=== Problem details ===
Scan the listing beneath this sentence. Report each line with the word "middle".

[Data for this task — start]

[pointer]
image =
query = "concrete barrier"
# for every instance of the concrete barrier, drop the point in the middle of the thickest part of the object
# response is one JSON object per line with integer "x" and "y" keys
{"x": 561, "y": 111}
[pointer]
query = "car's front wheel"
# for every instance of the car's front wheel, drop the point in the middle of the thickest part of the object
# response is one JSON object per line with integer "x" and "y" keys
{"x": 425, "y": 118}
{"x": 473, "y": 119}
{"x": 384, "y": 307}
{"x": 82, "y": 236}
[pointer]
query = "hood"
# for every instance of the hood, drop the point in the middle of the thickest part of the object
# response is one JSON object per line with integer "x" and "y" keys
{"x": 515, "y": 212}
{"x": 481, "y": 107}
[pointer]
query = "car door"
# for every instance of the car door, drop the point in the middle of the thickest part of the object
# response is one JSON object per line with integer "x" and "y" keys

[Data for this task — finish]

=== Output of the exercise ===
# for every instance of the concrete barrier, drop the point in the middle of the thickest part of the object
# for every instance of the car's front wheel, drop the point in the middle of the thickest part of the object
# for every instance of the hood, drop the point in the middle of the thickest part of the object
# for every instance of the car door, drop the point in the middle of the thickest part of the object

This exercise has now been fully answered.